──────── Auszug der Daten

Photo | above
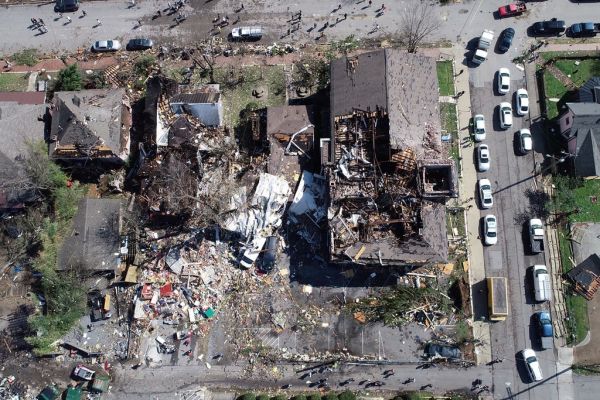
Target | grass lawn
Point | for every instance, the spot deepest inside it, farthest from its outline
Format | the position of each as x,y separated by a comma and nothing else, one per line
553,88
13,82
445,78
589,212
579,73
576,305
450,125
237,84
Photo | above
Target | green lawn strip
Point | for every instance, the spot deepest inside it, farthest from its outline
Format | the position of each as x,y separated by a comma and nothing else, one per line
553,88
445,73
589,212
450,125
579,73
13,82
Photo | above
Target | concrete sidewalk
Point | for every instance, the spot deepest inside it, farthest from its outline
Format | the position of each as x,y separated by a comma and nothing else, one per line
468,181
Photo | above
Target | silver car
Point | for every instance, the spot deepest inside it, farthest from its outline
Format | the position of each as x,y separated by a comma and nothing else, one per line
106,45
479,127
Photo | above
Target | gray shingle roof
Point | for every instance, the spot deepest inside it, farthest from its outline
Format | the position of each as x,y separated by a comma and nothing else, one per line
89,116
586,129
403,84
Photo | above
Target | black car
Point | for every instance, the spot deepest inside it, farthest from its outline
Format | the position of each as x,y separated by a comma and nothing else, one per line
552,27
140,44
442,350
505,39
66,5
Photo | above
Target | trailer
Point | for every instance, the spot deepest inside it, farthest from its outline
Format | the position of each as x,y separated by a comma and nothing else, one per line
512,9
497,298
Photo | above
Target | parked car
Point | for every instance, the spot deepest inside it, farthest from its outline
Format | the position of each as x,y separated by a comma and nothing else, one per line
532,365
552,27
479,127
543,327
505,115
490,230
66,6
442,350
248,33
483,158
503,80
269,255
106,45
584,29
49,393
139,44
524,141
485,193
505,39
522,98
84,373
541,283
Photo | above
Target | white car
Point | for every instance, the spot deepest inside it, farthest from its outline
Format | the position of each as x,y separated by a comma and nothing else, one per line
505,115
483,158
485,193
106,45
522,102
490,230
532,364
525,143
503,80
479,127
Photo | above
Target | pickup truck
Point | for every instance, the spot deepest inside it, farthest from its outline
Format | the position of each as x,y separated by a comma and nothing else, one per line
512,9
584,29
497,298
543,325
535,233
484,43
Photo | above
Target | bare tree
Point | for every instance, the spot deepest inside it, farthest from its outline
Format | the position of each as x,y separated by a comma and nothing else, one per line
418,21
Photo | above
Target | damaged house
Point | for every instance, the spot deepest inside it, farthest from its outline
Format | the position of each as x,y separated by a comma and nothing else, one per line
192,161
90,125
388,173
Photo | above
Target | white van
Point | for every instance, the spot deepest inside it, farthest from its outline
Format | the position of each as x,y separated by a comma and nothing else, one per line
541,283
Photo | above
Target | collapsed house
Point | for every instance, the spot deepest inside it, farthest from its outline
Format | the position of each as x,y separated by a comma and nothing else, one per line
388,174
90,125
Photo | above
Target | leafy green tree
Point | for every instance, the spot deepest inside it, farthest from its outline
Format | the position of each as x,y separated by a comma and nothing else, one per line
69,78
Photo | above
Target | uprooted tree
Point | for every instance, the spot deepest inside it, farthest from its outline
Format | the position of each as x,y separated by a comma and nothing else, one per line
418,21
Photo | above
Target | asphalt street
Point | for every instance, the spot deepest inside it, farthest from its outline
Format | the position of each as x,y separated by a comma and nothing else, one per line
460,22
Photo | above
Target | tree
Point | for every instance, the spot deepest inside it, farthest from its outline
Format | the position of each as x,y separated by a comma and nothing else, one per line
418,22
68,79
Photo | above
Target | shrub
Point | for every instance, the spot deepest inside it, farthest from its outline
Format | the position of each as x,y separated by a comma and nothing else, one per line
68,79
347,395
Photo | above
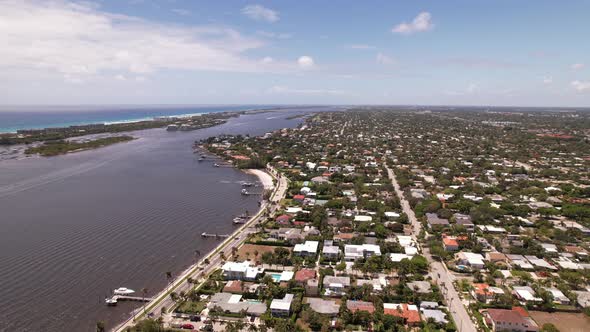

────────────────

● **Zu erledigen**
Entnimm den Daten oben jede Zeile, in der das Wort "lawn" vorkommt. Groß- und Kleinschreibung zählen dabei.

● **Korrekte Ausgabe**
Target | grass lawn
Target | green lawn strip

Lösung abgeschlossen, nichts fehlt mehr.